EXERCISE AIM: Would you print the records below without changing anything?

Natural language region descriptions:
==========
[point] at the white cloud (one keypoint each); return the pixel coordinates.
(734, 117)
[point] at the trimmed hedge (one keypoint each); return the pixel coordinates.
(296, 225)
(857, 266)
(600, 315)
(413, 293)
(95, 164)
==========
OUTPUT FOR THIS EXERCISE:
[point] at the white cloud (one keypoint each); return the pixel coordinates.
(734, 117)
[point] at the trimmed hedge (one keypoint each); return the pixel coordinates.
(296, 225)
(857, 266)
(600, 315)
(413, 293)
(95, 164)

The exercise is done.